**Task objective:**
Return the exact lines spanning from the line with "of the window" through the last line of the entries, boundaries included, and no others.

[Begin Data provided]

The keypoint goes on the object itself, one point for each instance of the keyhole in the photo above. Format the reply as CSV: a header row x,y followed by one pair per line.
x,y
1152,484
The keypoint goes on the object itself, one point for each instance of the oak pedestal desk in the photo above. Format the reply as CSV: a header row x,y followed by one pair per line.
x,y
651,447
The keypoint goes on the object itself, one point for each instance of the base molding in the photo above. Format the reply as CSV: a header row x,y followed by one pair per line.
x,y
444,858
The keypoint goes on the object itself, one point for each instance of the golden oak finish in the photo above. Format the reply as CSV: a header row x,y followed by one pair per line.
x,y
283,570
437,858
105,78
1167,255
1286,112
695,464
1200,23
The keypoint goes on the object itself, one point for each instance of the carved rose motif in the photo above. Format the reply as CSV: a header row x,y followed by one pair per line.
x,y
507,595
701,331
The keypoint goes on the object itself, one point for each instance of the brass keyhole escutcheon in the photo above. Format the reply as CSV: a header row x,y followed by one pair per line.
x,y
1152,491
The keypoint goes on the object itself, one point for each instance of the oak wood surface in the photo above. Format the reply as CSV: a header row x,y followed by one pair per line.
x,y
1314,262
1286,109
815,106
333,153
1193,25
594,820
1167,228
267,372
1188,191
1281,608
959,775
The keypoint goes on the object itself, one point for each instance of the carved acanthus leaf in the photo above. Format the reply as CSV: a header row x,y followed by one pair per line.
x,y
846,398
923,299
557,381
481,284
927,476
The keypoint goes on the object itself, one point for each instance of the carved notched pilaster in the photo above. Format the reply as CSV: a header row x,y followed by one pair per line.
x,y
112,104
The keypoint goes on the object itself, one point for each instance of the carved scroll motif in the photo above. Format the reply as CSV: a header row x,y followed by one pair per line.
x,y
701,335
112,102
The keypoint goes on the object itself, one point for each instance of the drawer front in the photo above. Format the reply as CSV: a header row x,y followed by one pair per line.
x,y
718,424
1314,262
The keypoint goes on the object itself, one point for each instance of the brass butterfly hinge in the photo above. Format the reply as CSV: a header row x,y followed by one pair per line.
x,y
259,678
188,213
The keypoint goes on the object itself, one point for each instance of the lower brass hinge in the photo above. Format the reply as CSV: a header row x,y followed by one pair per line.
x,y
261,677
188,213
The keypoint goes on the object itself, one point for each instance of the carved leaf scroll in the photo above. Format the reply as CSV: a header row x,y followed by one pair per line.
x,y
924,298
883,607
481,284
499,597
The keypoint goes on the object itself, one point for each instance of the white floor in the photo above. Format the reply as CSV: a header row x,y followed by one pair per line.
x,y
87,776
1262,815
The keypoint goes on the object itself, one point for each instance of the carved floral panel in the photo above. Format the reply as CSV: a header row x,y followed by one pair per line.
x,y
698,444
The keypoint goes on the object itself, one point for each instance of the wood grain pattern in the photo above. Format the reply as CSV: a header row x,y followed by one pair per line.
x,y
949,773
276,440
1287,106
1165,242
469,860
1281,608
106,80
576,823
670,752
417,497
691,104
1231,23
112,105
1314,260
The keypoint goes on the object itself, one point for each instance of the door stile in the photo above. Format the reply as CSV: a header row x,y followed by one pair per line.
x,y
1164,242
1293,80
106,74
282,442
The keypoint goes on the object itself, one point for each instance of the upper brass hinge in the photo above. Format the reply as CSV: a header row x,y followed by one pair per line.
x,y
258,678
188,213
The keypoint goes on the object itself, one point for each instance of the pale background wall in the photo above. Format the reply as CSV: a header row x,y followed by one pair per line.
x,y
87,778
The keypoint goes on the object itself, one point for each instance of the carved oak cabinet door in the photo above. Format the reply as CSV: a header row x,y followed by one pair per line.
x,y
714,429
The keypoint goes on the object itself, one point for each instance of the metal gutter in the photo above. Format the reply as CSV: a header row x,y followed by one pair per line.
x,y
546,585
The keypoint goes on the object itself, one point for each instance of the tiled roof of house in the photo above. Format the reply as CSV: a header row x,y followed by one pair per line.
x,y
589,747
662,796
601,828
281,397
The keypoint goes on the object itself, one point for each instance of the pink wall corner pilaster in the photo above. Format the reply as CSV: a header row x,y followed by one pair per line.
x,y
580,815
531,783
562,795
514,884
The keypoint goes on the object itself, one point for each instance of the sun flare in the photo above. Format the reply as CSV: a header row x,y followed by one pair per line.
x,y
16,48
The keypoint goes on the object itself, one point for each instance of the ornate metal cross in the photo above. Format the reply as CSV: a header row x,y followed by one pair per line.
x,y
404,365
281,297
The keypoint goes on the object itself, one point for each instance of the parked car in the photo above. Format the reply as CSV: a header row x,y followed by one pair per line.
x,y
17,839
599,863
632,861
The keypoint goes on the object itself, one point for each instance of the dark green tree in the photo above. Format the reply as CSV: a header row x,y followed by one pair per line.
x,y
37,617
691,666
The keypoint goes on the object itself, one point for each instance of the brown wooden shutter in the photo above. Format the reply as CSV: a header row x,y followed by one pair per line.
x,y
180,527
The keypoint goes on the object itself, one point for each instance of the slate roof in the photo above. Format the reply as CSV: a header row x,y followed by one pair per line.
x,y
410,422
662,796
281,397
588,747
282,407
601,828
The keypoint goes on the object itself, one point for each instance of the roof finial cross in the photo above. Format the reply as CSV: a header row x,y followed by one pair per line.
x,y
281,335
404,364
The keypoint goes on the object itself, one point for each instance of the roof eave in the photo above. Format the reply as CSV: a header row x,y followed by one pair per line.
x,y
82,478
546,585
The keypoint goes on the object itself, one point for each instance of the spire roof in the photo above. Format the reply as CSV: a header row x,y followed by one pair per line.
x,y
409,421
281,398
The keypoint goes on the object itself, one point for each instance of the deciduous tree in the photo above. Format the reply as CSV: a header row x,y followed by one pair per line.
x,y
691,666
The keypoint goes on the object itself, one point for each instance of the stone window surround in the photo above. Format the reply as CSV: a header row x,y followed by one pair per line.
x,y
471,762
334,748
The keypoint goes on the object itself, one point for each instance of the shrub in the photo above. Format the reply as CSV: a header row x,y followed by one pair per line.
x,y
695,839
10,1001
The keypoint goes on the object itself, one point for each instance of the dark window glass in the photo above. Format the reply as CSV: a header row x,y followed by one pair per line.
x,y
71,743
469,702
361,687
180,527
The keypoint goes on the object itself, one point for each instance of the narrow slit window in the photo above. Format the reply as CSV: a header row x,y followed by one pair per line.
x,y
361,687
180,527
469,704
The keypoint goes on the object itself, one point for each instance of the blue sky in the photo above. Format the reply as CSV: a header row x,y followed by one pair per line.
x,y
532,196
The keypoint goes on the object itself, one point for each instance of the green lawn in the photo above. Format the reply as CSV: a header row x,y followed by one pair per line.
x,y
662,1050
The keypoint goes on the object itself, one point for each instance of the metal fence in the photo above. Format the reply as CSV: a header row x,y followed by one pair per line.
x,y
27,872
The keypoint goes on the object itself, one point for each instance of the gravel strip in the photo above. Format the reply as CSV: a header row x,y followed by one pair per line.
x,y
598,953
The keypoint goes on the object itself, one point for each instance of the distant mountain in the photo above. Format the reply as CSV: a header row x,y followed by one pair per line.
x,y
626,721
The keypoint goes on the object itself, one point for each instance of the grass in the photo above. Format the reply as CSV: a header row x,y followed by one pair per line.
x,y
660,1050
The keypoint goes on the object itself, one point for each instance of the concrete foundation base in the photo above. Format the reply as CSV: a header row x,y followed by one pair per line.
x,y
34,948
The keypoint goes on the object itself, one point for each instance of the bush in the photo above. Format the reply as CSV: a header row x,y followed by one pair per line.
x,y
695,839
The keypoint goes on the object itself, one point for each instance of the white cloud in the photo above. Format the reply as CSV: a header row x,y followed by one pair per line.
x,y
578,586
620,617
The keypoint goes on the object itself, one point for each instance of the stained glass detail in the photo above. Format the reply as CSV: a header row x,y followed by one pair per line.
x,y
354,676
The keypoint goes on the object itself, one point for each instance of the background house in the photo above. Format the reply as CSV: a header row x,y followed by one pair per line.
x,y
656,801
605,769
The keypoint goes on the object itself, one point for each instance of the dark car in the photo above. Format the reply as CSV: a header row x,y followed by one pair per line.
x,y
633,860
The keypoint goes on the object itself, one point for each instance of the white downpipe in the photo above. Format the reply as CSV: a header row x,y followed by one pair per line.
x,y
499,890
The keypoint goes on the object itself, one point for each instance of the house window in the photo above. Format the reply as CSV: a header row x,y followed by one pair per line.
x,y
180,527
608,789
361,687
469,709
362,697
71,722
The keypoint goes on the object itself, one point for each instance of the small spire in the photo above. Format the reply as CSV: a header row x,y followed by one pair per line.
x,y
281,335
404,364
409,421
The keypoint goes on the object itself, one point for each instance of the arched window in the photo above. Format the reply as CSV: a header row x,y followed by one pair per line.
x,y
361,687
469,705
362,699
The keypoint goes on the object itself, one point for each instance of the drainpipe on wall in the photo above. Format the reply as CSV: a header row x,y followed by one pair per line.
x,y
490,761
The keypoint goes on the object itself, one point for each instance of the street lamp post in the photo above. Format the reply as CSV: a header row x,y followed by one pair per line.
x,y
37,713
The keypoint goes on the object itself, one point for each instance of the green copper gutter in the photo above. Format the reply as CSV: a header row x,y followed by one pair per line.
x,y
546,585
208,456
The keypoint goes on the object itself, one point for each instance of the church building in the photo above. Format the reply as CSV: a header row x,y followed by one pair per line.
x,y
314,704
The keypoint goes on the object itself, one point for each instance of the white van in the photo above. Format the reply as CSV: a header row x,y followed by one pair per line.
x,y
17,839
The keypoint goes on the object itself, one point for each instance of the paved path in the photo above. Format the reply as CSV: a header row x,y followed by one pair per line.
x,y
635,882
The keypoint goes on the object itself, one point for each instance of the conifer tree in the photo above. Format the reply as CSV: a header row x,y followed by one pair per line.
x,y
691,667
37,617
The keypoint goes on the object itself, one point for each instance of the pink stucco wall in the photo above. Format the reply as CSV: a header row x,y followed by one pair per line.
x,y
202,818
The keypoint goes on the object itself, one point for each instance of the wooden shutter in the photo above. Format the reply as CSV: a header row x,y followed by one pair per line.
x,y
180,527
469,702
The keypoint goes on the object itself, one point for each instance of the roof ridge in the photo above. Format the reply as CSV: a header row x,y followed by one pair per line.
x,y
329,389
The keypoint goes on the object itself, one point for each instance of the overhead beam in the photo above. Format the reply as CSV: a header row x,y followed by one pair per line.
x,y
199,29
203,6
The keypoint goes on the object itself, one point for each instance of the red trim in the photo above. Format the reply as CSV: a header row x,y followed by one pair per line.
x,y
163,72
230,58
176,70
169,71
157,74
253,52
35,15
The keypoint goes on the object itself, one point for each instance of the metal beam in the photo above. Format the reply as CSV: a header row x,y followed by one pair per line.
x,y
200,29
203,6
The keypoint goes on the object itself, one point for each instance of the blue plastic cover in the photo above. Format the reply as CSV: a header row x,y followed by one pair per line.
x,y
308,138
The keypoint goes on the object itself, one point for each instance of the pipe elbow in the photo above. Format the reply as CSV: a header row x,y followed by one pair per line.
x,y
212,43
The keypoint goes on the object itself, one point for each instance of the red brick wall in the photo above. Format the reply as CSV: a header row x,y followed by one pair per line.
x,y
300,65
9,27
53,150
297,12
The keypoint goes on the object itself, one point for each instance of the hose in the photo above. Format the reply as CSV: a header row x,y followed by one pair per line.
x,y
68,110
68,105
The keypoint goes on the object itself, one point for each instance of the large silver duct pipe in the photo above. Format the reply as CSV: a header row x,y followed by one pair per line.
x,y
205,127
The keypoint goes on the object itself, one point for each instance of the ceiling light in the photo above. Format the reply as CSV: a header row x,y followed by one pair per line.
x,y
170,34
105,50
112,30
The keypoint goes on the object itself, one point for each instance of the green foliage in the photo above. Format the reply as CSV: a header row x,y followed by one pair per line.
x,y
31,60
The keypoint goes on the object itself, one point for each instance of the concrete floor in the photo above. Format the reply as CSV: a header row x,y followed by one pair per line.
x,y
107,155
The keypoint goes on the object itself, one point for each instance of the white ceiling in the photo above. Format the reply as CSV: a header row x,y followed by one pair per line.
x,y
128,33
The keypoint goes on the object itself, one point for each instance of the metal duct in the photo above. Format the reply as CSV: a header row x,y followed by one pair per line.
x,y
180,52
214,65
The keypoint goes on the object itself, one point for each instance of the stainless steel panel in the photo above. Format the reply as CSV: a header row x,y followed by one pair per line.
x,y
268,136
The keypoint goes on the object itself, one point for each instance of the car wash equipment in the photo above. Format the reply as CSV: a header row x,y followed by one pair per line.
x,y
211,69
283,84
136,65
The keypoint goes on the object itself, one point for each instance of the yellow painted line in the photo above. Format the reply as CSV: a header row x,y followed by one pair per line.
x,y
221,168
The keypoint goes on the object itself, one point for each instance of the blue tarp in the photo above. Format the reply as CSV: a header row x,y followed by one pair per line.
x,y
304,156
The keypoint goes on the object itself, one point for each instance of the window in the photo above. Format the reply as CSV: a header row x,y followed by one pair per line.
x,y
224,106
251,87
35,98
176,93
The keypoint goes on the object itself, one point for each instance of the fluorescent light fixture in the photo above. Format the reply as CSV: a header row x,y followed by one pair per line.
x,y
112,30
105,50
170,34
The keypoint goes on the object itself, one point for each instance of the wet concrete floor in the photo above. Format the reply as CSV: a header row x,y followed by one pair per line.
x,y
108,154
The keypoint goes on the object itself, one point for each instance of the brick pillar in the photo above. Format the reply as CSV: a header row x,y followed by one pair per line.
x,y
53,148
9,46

[End Data provided]

**Exercise result:**
The keypoint goes on the object itself, one point for each instance of the window in the photo above. Format the reply as CSV: a header row x,y followed by one pair per line.
x,y
224,106
251,87
35,98
176,93
The keypoint goes on the object itself, one point for each instance of the fluorescent light fixture in the photo above. Format the reply as CSV: a header row x,y followed by one pair per line.
x,y
112,30
105,50
170,34
The keypoint goes on the object itself, one point for each instance of the wet concrete floor in the photo above. Format the reply as CSV: a header row x,y followed by one pair per line.
x,y
108,154
The keypoint goes on the object itself, one point for each instance of the brick pillar in the photo above. Format the reply as CSV: a header row x,y followed by one pair per line.
x,y
53,148
9,46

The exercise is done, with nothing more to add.